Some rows

>> Start

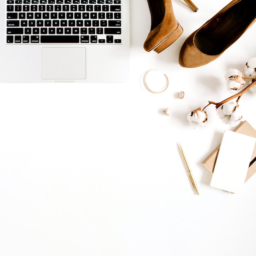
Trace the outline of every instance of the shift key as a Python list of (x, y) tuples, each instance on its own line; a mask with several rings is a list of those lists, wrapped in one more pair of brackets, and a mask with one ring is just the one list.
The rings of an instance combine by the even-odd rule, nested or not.
[(23, 34), (23, 28), (7, 28), (7, 35), (21, 35)]

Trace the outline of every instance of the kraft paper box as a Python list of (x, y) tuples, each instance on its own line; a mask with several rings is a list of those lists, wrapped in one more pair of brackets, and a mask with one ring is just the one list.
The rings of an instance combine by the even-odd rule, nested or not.
[[(236, 128), (234, 131), (256, 138), (256, 130), (247, 121), (244, 121)], [(213, 172), (219, 148), (220, 146), (202, 163), (203, 165), (211, 173)], [(253, 150), (245, 182), (256, 173), (256, 162), (254, 163), (255, 162), (256, 162), (256, 145)]]

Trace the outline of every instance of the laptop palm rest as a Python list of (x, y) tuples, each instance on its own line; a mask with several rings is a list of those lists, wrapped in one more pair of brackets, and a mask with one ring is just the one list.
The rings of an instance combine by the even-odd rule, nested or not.
[(86, 76), (86, 48), (42, 49), (42, 77), (45, 79), (83, 79)]

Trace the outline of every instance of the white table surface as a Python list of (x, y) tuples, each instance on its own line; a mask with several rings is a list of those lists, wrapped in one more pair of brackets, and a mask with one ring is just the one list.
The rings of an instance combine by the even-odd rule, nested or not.
[[(230, 96), (224, 74), (229, 67), (243, 71), (256, 56), (256, 25), (205, 66), (178, 62), (186, 37), (229, 2), (195, 0), (194, 13), (173, 0), (184, 32), (157, 54), (143, 47), (150, 26), (147, 1), (130, 0), (127, 83), (0, 83), (0, 255), (256, 255), (256, 175), (232, 195), (210, 186), (202, 164), (234, 128), (213, 105), (204, 128), (186, 119)], [(142, 83), (152, 69), (170, 79), (162, 93)], [(256, 97), (247, 92), (239, 102), (243, 120), (256, 128)]]

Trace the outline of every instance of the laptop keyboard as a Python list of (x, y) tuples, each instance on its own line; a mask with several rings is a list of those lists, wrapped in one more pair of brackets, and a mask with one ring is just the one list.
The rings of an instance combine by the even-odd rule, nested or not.
[(7, 0), (7, 43), (122, 43), (121, 0)]

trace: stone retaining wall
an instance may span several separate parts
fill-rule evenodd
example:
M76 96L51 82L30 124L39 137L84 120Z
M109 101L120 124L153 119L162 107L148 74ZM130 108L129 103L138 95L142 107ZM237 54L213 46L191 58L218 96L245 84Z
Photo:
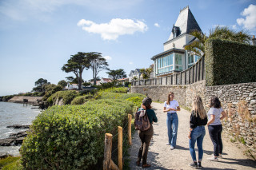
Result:
M228 118L222 121L223 130L233 142L244 144L256 158L256 82L206 86L206 81L191 85L132 86L132 93L148 95L154 101L164 102L169 92L181 106L191 108L192 99L199 95L205 108L212 96L219 97Z

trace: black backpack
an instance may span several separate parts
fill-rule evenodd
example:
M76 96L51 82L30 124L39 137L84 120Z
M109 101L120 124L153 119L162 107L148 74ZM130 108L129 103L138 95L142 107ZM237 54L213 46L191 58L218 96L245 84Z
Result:
M134 125L136 130L145 131L150 128L149 117L146 110L140 110L135 113Z

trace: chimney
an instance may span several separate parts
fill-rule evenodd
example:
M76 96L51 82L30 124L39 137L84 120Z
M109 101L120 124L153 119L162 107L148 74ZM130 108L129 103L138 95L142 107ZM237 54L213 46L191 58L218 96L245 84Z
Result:
M254 35L253 36L252 42L253 42L253 45L256 45L256 38L255 38Z

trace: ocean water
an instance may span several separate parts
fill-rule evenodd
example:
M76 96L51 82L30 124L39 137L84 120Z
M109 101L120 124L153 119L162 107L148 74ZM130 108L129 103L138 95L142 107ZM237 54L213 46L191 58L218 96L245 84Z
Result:
M38 109L31 109L34 106L26 106L23 104L0 102L0 139L9 137L12 132L26 131L27 128L6 128L12 125L31 124L32 121L41 113ZM20 146L0 146L0 152L10 155L19 155Z

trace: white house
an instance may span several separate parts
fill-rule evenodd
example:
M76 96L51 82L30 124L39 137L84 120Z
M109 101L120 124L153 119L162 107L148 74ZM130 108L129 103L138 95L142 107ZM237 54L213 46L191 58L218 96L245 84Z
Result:
M189 6L186 6L180 10L170 35L163 44L164 51L151 57L154 77L185 70L199 59L199 56L184 49L186 45L197 41L189 34L193 30L202 31Z

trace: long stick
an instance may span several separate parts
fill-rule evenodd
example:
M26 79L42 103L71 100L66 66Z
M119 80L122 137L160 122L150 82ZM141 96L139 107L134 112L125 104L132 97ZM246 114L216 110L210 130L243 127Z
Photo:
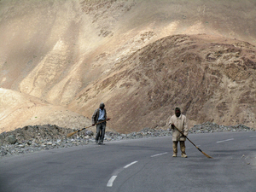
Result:
M98 122L98 123L95 124L94 125L97 125L97 124L101 124L101 123L105 122L105 121L107 121L107 119L106 119L106 120L102 120L102 121L101 121L101 122ZM78 130L78 131L76 131L68 133L68 134L67 135L67 137L72 137L73 135L76 134L77 132L79 132L79 131L83 131L83 130L85 130L85 129L87 129L87 128L89 128L89 127L91 127L91 126L93 126L93 125L87 126L87 127L84 127L84 128L83 128L83 129Z
M207 154L205 152L203 152L202 150L201 150L195 144L193 143L193 142L191 142L190 139L188 138L188 137L186 137L181 131L179 131L179 129L177 129L174 125L173 126L183 136L185 137L201 153L202 153L204 155L206 155L207 158L211 158L213 159L212 157L211 157L210 155Z

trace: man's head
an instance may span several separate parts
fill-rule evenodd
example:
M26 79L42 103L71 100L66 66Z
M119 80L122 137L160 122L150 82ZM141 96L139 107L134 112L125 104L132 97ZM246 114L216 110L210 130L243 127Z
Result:
M175 108L175 115L176 115L176 117L179 117L180 114L181 114L180 108Z
M103 103L103 102L102 102L101 104L100 104L100 108L101 109L103 109L105 108L105 104Z

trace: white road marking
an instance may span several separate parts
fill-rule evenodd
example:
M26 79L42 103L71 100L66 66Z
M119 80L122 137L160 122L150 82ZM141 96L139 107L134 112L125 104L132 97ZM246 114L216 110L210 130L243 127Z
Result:
M137 161L133 161L132 163L128 164L127 166L125 166L124 168L126 169L129 166L132 166L133 164L136 164Z
M107 187L112 187L114 179L116 178L116 177L117 177L116 175L113 175L111 177L111 178L108 182Z
M231 140L234 140L234 138L230 138L230 139L227 139L227 140L223 140L223 141L218 141L218 142L216 142L216 143L229 142L229 141L231 141Z
M162 154L154 154L154 155L151 155L150 157L156 157L156 156L162 155L162 154L168 154L168 152L162 153Z
M107 183L107 187L112 187L113 186L113 183L115 180L115 178L117 177L118 174L123 171L123 169L126 169L129 166L132 166L133 164L136 164L137 161L133 161L132 163L128 164L127 166L125 166L121 170L119 170L117 172L115 172L113 176L112 176L110 177L110 179L108 180L108 183Z

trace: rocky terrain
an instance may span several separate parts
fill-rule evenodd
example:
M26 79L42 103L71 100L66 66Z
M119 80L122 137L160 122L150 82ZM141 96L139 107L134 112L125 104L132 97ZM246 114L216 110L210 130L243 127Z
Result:
M0 0L0 133L165 124L256 127L256 3ZM52 129L53 126L51 126Z
M12 131L3 132L0 134L0 157L95 143L95 132L92 131L85 130L78 132L71 137L67 137L67 133L75 131L77 130L45 125L25 126ZM255 129L242 125L224 126L211 122L195 125L189 129L189 134L225 131L255 131ZM144 128L138 132L129 134L107 131L105 143L171 135L172 131L169 129Z

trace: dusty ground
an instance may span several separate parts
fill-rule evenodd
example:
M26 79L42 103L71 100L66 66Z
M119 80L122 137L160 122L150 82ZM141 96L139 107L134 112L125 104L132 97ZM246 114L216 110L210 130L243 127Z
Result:
M82 128L101 102L120 132L164 126L177 105L190 125L256 127L255 8L253 0L1 0L0 131Z

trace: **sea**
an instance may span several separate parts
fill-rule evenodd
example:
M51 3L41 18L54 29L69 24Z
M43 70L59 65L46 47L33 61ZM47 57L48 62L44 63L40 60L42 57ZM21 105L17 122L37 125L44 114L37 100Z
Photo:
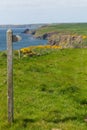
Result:
M38 27L31 27L30 30L35 30ZM6 33L8 27L0 27L0 51L7 49L6 42ZM21 36L21 40L18 42L13 42L13 50L19 50L21 48L29 47L29 46L37 46L37 45L45 45L47 44L47 40L36 39L31 34L23 33L26 30L26 27L11 27L13 31L13 35ZM29 28L28 28L29 29Z

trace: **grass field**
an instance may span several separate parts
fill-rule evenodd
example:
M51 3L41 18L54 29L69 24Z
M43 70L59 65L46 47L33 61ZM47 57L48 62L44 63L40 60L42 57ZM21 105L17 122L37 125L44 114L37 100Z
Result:
M55 24L42 27L36 31L36 36L43 35L49 32L59 32L67 34L87 35L87 23L67 23Z
M0 52L0 130L86 130L87 49L14 56L14 123L7 123L6 55Z

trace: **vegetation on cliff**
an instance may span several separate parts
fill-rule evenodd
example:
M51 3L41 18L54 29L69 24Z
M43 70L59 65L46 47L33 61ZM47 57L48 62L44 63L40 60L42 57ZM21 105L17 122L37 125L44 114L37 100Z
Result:
M62 48L87 47L87 23L49 25L38 29L35 36Z

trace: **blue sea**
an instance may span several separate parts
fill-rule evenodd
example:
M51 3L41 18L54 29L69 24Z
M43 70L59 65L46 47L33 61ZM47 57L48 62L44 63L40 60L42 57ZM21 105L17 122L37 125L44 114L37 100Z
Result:
M36 39L30 34L22 33L26 28L11 28L11 29L13 31L13 34L16 34L22 37L21 41L13 43L14 50L18 50L18 49L28 47L28 46L44 45L47 43L47 40ZM7 49L7 43L6 43L7 30L8 28L0 28L0 51Z

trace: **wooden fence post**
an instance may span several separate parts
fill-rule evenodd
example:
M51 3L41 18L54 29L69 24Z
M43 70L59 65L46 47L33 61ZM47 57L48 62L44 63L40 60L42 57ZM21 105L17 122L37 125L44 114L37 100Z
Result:
M11 124L14 120L13 112L13 45L12 30L7 31L7 85L8 85L8 122Z

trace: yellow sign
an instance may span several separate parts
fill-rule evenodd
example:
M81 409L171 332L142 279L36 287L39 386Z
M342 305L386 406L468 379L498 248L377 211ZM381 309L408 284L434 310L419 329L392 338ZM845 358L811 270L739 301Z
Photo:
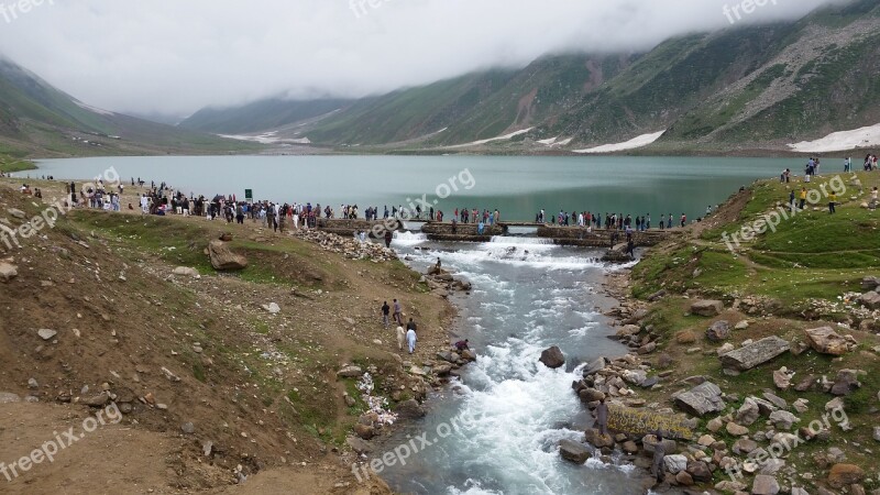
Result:
M668 438L689 440L693 431L686 419L678 415L661 415L650 410L608 405L608 429L620 433L649 435L658 431Z

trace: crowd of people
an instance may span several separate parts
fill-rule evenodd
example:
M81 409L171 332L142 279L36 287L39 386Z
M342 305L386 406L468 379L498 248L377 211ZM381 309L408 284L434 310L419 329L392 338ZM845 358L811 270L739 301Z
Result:
M713 211L712 206L706 208L706 215ZM701 219L702 220L702 219ZM540 210L535 216L536 223L556 224L558 227L580 227L585 228L587 231L605 229L605 230L619 230L619 231L636 231L646 232L651 230L651 215L645 213L644 216L631 215L624 216L623 213L593 213L591 211L568 211L560 210L558 215L548 217L544 210ZM659 230L672 229L673 226L684 227L688 224L688 216L681 213L676 219L672 213L660 216L660 221L654 226Z

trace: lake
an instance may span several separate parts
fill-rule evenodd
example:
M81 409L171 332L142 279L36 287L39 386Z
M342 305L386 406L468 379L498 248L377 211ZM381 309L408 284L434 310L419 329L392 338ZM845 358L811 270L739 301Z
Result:
M235 195L282 202L418 205L498 209L502 220L534 221L566 211L701 217L740 186L776 177L789 158L629 156L148 156L43 160L20 177L81 179L111 167L124 184L166 182L185 194Z

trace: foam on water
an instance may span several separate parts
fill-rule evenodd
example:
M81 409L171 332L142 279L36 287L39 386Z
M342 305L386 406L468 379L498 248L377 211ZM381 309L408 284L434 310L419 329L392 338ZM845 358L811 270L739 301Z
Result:
M457 278L473 284L460 302L458 330L480 358L462 370L454 393L435 404L417 431L433 431L441 422L470 428L437 439L407 468L386 471L396 491L628 495L637 487L625 471L602 463L578 466L559 455L560 440L583 440L565 426L582 410L571 389L580 369L550 370L538 362L541 351L559 345L569 360L583 362L623 349L605 338L610 329L603 328L587 290L585 277L597 278L602 266L591 258L594 253L534 241L496 238L455 249L427 242L422 250L400 253L421 272L440 257Z
M416 245L428 241L428 234L421 232L399 231L394 233L394 245Z

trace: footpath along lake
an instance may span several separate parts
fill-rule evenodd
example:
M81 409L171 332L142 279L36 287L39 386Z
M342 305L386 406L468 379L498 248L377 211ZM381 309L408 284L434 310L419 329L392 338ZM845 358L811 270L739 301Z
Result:
M366 207L407 207L418 200L442 210L498 209L502 220L534 221L565 211L702 217L740 186L778 176L789 158L630 156L147 156L38 161L19 177L96 177L111 167L123 184L166 182L185 194ZM833 162L831 158L828 162ZM834 168L828 165L828 168ZM826 170L829 173L831 170ZM453 179L454 178L454 179ZM435 202L436 201L436 202ZM422 207L427 209L427 207Z
M165 180L205 196L252 188L256 199L312 205L406 205L407 198L437 199L451 218L455 208L499 209L503 220L534 221L537 211L560 209L650 213L682 212L693 219L754 179L777 176L793 160L671 157L385 157L222 156L121 157L41 161L32 176L94 177L116 169L131 178ZM28 173L20 174L26 176ZM455 177L453 183L450 180ZM443 185L450 188L450 196ZM408 264L424 272L443 267L470 280L470 296L455 299L457 328L480 359L462 381L427 403L428 416L380 446L393 450L422 436L406 465L382 476L399 493L413 494L603 494L641 493L631 468L560 459L559 440L582 440L586 413L571 389L579 370L549 370L542 349L559 345L569 363L626 350L607 339L602 314L615 301L601 292L608 270L598 251L561 248L521 237L487 243L435 243L420 233L400 233L393 243ZM446 438L443 425L466 425Z

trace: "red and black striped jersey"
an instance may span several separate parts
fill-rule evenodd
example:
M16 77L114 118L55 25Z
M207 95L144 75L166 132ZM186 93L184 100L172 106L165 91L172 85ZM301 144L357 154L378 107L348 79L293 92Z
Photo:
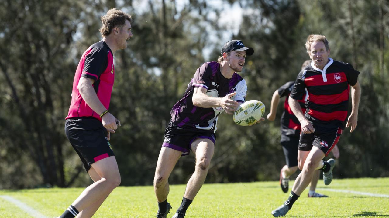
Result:
M312 62L300 72L290 96L301 100L307 88L309 97L305 117L314 125L343 129L348 112L349 85L356 84L359 72L349 64L328 59L322 70Z
M100 114L94 111L82 99L77 88L81 76L93 79L93 85L99 100L107 109L109 107L112 87L115 78L114 56L111 49L103 41L95 43L82 54L73 80L72 102L65 119L93 117L101 121Z
M284 112L281 117L281 134L283 135L298 137L301 131L301 125L289 106L288 100L289 95L290 95L294 85L294 81L289 81L278 88L277 91L280 97L286 97L284 103ZM306 110L305 101L308 97L306 89L305 91L305 93L304 95L303 99L298 101L303 113L305 112Z

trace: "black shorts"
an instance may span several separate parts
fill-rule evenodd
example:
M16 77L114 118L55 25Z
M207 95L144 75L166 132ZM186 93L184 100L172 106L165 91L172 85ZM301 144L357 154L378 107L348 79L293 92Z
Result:
M196 138L208 138L214 144L216 136L213 133L213 130L183 129L176 126L171 120L165 131L165 139L162 147L181 151L182 152L181 156L187 155L191 150L192 142Z
M286 164L289 168L298 166L297 149L300 138L294 135L283 135L282 137L284 140L281 141L281 145L282 145Z
M340 128L326 128L320 126L315 126L315 129L313 133L301 133L298 150L310 151L312 146L315 146L322 151L327 156L339 141L342 130Z
M73 118L65 122L66 137L87 172L92 164L114 156L106 138L107 133L101 121L95 118Z

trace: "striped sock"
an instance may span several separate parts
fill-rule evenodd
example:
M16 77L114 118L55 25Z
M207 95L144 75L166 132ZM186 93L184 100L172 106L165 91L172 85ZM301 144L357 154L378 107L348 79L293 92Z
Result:
M74 218L79 212L73 205L69 206L60 218Z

>> End

Please copy the stretch of rows from the line containing "trace: stone retaining wall" through the line containing "M189 6L186 6L180", both ends included, word for word. Leave the pictures out of your copy.

Worked answer:
trace: stone retaining wall
an instance may span several separate parts
fill-rule evenodd
example:
M76 96L51 82L30 124L39 137L84 120Z
M109 101L120 124L153 119L162 107L148 74ZM130 108L129 103L138 95L142 107ZM237 54L213 46L191 58L218 96L245 84Z
Photo:
Result:
M228 118L222 121L223 130L233 142L244 144L256 158L256 82L206 86L206 81L191 85L132 86L132 93L148 95L154 101L164 102L169 92L181 106L191 108L192 99L199 95L205 108L212 96L219 97Z

trace: black backpack
an instance may span several separate parts
fill-rule evenodd
example:
M76 96L51 82L30 124L39 137L84 120Z
M109 101L120 124L153 119L162 107L148 74ZM130 108L129 103L138 95L142 107ZM237 54L213 46L191 58L218 96L245 84Z
Result:
M134 125L136 130L145 131L150 128L149 117L146 110L140 110L135 113Z

trace: chimney
an instance may span several separate parts
fill-rule evenodd
example:
M76 96L51 82L30 124L39 137L84 120Z
M109 101L120 124L153 119L162 107L148 74ZM130 108L129 103L138 95L142 107ZM237 54L213 46L191 58L218 96L245 84Z
Result:
M254 35L253 36L252 42L253 42L253 45L256 45L256 38L255 38Z

trace: ocean water
an instance may span several separate parts
fill-rule evenodd
example:
M76 96L51 82L30 124L39 137L84 120Z
M109 101L120 124L153 119L162 107L148 74ZM130 108L129 103L138 95L142 107ZM237 54L213 46L191 58L218 96L245 84Z
Result:
M38 109L31 109L34 106L26 106L23 104L0 102L0 139L9 137L12 132L26 131L27 128L6 128L12 125L31 124L32 121L41 113ZM20 146L0 146L0 152L10 155L19 155Z

trace: white house
an instance may span several separate parts
fill-rule evenodd
example:
M76 96L51 82L30 124L39 137L84 120Z
M109 101L120 124L153 119L162 107L148 74ZM130 108L129 103L138 95L142 107ZM237 54L213 46L191 58L218 96L245 84Z
Result:
M189 6L186 6L180 10L170 35L163 44L164 51L151 57L154 77L185 70L199 59L199 56L184 49L186 45L197 41L189 34L193 30L202 31Z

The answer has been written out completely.